While we were on the ranch, I got a surprise Christmas present from my brother. He bought me plane tickets from San Antonio to Colorado Springs for a week in February. On the thirteenth of February, I would fly out of San Antonio and spend a week with Harrison and our friends the Keiters at the Keiters’ house in the Springs.
After Christmas, the one and a half months I had to wait seemed very, very long. I started counting how many more feedings I had to do rather than days.
When the day finally arrived, I was ready to go two and a half hours before we had to leave to drive to San Antonio. My plane left at 1:00 in the afternoon.
Inside the San Antonio airport, my mom got permission to go through security with me. She helped me find my gate and offered to stand in line with me until I was allowed to board, but I said, “No, really, I’m good.” I felt a lot more aware of my surroundings after being at the ranch. So she left me to wait. It wasn’t long at all until we were able to board.
I found my seat easily enough and threw my suitcase up above. An older woman sat next to me. The flight attendant said that the flight would take almost two hours. Then we would land in Denver, where I had a three hour layover before my plane left for the short jog to the Springs.

+++++

List every city the text names. The records that come next are separate material, unrelated to the text.

• **PROVIDED MATERIAL**:
+++++

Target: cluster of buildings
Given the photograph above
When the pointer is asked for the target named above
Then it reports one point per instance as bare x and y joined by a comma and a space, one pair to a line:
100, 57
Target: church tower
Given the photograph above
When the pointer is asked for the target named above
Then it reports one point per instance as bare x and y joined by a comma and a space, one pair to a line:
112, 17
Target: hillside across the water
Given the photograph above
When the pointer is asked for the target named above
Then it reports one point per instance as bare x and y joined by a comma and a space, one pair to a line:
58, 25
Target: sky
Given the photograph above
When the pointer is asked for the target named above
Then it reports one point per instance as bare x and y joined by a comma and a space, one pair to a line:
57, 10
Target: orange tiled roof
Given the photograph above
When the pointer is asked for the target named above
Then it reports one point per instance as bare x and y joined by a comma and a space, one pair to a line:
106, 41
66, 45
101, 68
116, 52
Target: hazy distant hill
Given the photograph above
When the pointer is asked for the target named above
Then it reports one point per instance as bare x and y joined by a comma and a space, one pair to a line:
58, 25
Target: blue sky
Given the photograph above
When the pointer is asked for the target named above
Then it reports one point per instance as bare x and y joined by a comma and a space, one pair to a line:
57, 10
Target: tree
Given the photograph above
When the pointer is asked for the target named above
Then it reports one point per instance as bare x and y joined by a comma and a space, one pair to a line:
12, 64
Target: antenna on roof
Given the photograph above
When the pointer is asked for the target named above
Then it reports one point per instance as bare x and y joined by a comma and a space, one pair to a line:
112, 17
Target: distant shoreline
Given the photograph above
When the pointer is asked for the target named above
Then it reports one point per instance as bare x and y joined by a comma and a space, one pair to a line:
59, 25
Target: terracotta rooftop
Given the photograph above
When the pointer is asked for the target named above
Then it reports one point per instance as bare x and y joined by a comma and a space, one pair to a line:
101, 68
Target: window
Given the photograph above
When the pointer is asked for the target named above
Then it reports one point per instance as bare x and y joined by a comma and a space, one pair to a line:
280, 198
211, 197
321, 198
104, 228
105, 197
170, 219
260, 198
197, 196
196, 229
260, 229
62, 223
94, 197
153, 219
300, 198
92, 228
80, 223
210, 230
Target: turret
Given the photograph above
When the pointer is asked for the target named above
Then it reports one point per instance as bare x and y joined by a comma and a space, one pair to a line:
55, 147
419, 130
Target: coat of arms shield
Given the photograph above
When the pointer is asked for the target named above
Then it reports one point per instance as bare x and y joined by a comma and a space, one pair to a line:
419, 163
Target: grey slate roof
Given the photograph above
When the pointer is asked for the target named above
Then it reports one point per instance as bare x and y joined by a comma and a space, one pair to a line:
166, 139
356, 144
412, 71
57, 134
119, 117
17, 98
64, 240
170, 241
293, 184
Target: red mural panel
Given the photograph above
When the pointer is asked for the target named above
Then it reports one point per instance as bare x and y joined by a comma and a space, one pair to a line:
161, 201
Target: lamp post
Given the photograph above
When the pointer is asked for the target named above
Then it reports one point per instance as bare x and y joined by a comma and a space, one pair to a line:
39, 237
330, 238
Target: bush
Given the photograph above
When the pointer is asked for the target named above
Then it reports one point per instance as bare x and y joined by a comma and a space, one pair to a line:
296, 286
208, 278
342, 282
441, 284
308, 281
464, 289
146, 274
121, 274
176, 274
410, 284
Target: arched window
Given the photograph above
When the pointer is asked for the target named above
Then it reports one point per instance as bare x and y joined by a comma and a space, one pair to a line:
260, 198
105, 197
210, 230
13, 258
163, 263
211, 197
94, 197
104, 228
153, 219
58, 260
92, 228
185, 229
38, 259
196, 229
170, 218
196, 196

+++++

• **WRITTEN ANSWER**:
San Antonio, Colorado Springs, Denver